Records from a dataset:
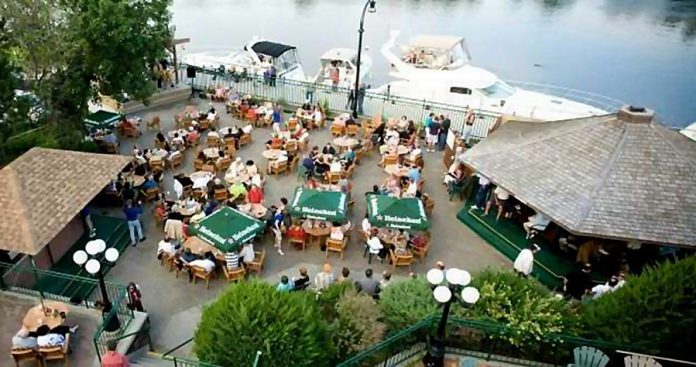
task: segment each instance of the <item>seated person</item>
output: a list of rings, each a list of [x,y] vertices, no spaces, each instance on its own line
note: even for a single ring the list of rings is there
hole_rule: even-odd
[[[310,284],[309,275],[307,274],[307,268],[300,268],[300,277],[293,278],[292,285],[293,290],[301,291],[309,287]]]
[[[65,336],[68,333],[74,334],[78,327],[78,325],[59,325],[51,329],[48,325],[41,325],[36,329],[36,344],[39,348],[61,347],[65,344]]]
[[[280,283],[276,286],[276,290],[278,292],[290,292],[292,289],[293,285],[290,283],[290,279],[285,275],[280,277]]]
[[[36,333],[34,333],[36,334]],[[36,336],[30,333],[29,330],[22,327],[17,331],[17,334],[12,337],[12,349],[36,349],[39,343]]]
[[[165,237],[162,241],[157,244],[157,258],[161,258],[163,253],[174,256],[179,249],[179,244],[169,237]]]

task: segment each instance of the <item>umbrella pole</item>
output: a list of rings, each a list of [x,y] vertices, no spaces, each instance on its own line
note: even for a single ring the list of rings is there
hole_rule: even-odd
[[[46,314],[46,305],[44,305],[44,303],[43,303],[44,295],[43,295],[43,290],[41,289],[41,281],[39,279],[39,273],[36,271],[36,262],[34,261],[34,256],[29,256],[29,259],[31,259],[31,270],[32,270],[32,273],[34,274],[36,286],[39,290],[39,301],[41,302],[41,310],[43,311],[43,313],[45,315]]]

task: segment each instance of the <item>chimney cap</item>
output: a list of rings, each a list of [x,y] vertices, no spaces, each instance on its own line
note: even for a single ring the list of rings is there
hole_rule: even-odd
[[[626,105],[621,107],[616,117],[624,122],[649,124],[655,117],[655,111],[645,107]]]

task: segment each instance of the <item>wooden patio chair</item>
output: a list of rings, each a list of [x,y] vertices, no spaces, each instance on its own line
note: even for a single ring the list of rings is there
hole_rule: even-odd
[[[41,356],[44,365],[49,361],[63,361],[67,366],[70,350],[70,334],[65,334],[65,342],[62,346],[39,348],[39,356]]]
[[[601,350],[582,346],[573,349],[572,367],[605,367],[609,363],[609,357]]]
[[[254,251],[254,261],[247,263],[247,271],[249,273],[261,274],[263,271],[263,263],[266,260],[266,250]]]
[[[159,117],[159,115],[153,117],[152,120],[147,122],[147,130],[150,130],[150,129],[160,130],[160,117]]]
[[[346,249],[346,238],[344,237],[343,240],[334,240],[332,238],[327,238],[326,239],[326,257],[329,257],[329,251],[331,252],[339,252],[341,253],[341,260],[343,260],[343,251]]]
[[[210,279],[215,275],[215,271],[207,272],[200,266],[192,266],[191,271],[193,272],[193,283],[197,283],[198,279],[205,280],[205,288],[210,289]]]
[[[624,366],[626,367],[662,367],[656,360],[647,356],[626,356],[624,358]]]
[[[392,263],[392,271],[396,271],[399,266],[408,266],[408,270],[411,270],[411,264],[413,263],[413,254],[399,254],[397,255],[394,250],[389,250],[389,260]]]
[[[348,125],[346,126],[346,134],[348,136],[356,136],[358,135],[358,125]]]
[[[239,280],[244,280],[244,276],[246,276],[246,269],[244,269],[243,266],[239,266],[236,269],[227,269],[227,265],[223,265],[222,273],[225,274],[225,279],[227,279],[227,283],[230,283]]]
[[[41,366],[41,357],[35,349],[12,349],[10,351],[12,359],[15,361],[15,366],[19,367],[20,362],[34,360],[37,365]]]
[[[333,135],[333,136],[343,135],[343,126],[331,125],[331,135]]]

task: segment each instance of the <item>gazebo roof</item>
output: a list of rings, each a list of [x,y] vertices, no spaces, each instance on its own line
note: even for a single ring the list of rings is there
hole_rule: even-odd
[[[696,246],[696,143],[649,110],[509,122],[460,160],[578,235]]]
[[[0,250],[36,255],[130,158],[32,148],[0,170]]]

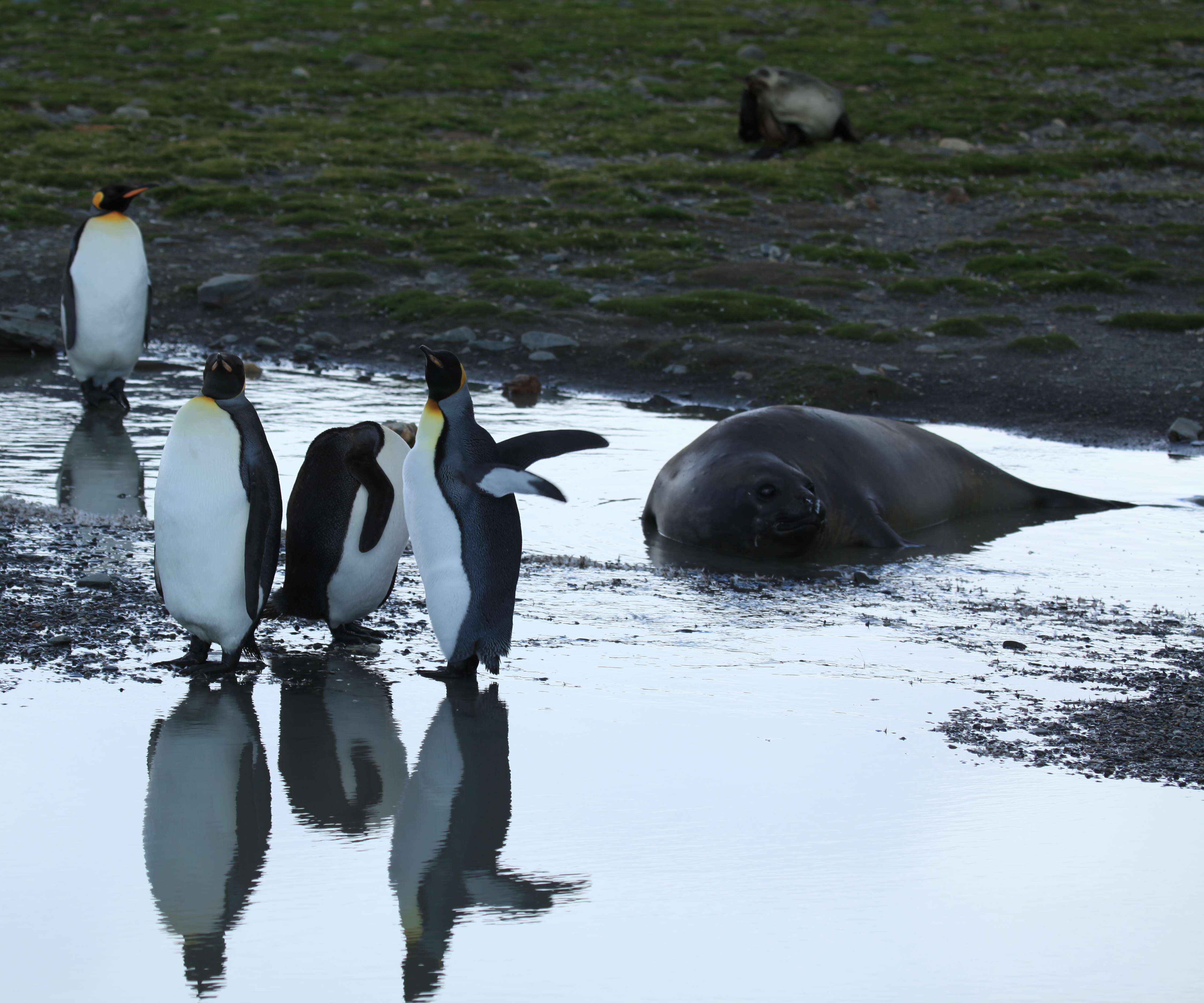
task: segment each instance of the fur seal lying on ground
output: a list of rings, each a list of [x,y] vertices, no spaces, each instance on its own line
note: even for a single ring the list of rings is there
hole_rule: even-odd
[[[740,138],[763,146],[754,160],[767,160],[803,143],[844,140],[858,143],[844,99],[834,87],[810,73],[760,66],[744,78],[740,99]]]
[[[740,138],[763,146],[754,160],[767,160],[802,143],[844,140],[858,143],[840,92],[810,73],[760,66],[744,78],[740,99]]]
[[[915,545],[962,515],[1128,508],[1028,484],[938,435],[887,418],[780,405],[708,429],[656,476],[644,531],[765,560]]]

▶ **Prompt**:
Reproduce all of the data above, replacing every instance of "hole_rule" with "fill_rule" and leaving everything else unchanged. Omit the pictures from your answer.

▶ **Reply to the task**:
task: segment each instance of the <item>seated person</item>
output: a list of rings, each a list of [x,y] vertices, no spaces, each instance on its own line
note: even for a single ring the list of rings is there
fill_rule: even-odd
[[[310,284],[309,275],[307,274],[307,268],[300,268],[300,277],[293,278],[292,285],[293,290],[301,291],[309,287]]]
[[[65,336],[68,333],[74,334],[78,327],[78,325],[59,325],[51,329],[48,325],[41,325],[36,329],[36,344],[39,348],[61,347],[65,344]]]
[[[280,283],[276,286],[276,290],[278,292],[290,292],[292,289],[293,285],[290,283],[290,279],[285,275],[280,277]]]
[[[36,333],[34,333],[36,334]],[[36,336],[30,333],[29,330],[22,327],[17,331],[17,334],[12,337],[12,349],[36,349],[39,343]]]
[[[165,237],[162,241],[157,244],[157,258],[161,258],[163,253],[174,256],[179,249],[179,244],[169,237]]]

task: segment each instance of the <item>umbrella pole</item>
output: a list of rings, each a list of [x,y] vertices, no spaces, each instance on its own line
note: even for a single ring the list of rings is there
fill_rule: even-odd
[[[46,314],[46,305],[44,305],[44,303],[43,303],[44,295],[43,295],[43,290],[41,289],[41,281],[39,279],[39,273],[36,271],[36,262],[34,261],[34,256],[29,256],[29,259],[31,259],[31,270],[32,270],[32,273],[34,274],[36,286],[39,290],[39,301],[41,302],[41,310],[43,311],[43,313],[45,315]]]

task: segment each instance of the <item>chimney cap</item>
output: a list of rings, each a list of [x,y] vertices, no spaces, each instance on its own line
note: even for a single ring the list of rings is there
fill_rule: even-odd
[[[626,105],[621,107],[616,117],[624,122],[649,124],[655,117],[655,111],[645,107]]]

task: segment each instance of the <item>wooden patio chair</item>
output: a list of rings, each a list of [x,y] vertices, no spaces, each instance on its own line
note: even for a single ring the list of rings is there
fill_rule: even-odd
[[[41,356],[44,365],[49,361],[63,361],[67,366],[70,350],[70,334],[65,334],[65,342],[62,346],[39,348],[39,356]]]
[[[601,350],[582,346],[573,349],[572,367],[605,367],[609,363],[609,357]]]
[[[254,251],[254,261],[247,263],[247,271],[249,273],[261,274],[263,271],[263,263],[266,260],[266,250]]]
[[[159,117],[159,115],[153,117],[152,120],[147,122],[147,130],[150,130],[150,129],[160,130],[160,117]]]
[[[346,249],[346,238],[344,237],[343,240],[334,240],[332,238],[327,238],[326,239],[326,257],[329,257],[329,251],[331,252],[339,252],[341,253],[341,260],[343,260],[343,251]]]
[[[210,279],[215,275],[215,271],[207,272],[200,266],[192,266],[191,271],[193,272],[193,283],[197,283],[198,279],[205,280],[205,288],[210,289]]]
[[[624,366],[626,367],[662,367],[656,360],[647,356],[626,356],[624,358]]]
[[[392,263],[392,271],[396,271],[399,266],[408,266],[408,270],[411,270],[411,264],[413,263],[413,254],[399,254],[397,255],[394,250],[389,250],[389,260]]]
[[[348,125],[346,126],[346,134],[348,136],[356,136],[358,135],[358,125]]]
[[[239,280],[244,280],[244,276],[246,276],[246,269],[244,269],[243,266],[239,266],[236,269],[227,269],[227,265],[223,265],[222,273],[225,274],[225,279],[227,279],[227,283],[230,283]]]
[[[41,366],[41,357],[35,349],[12,349],[10,351],[12,359],[15,361],[15,366],[19,367],[20,362],[34,360],[37,365]]]
[[[333,135],[333,136],[343,135],[343,126],[331,125],[331,135]]]

task: segment each instance of the <item>gazebo roof</item>
output: a list of rings, each a list of [x,y] vertices, no spaces, each instance on its own line
note: even for a single ring the list of rings is there
fill_rule: even-odd
[[[696,246],[696,143],[649,110],[509,122],[460,160],[578,235]]]
[[[0,250],[36,255],[130,158],[32,148],[0,170]]]

task: segment each instance of the fur seal lying on ground
output: a list of rings, each a list of [x,y] vertices, no spaces, each instance on its own line
note: even for a single ring the list of rings is there
fill_rule: even-odd
[[[740,138],[763,146],[754,160],[767,160],[803,143],[844,140],[858,143],[844,99],[834,87],[810,73],[760,66],[744,78],[740,99]]]
[[[740,138],[763,146],[754,160],[767,160],[802,143],[844,140],[858,143],[840,92],[810,73],[760,66],[744,78],[740,99]]]
[[[915,545],[962,515],[1128,508],[1028,484],[938,435],[887,418],[780,405],[708,429],[656,476],[644,531],[765,560]]]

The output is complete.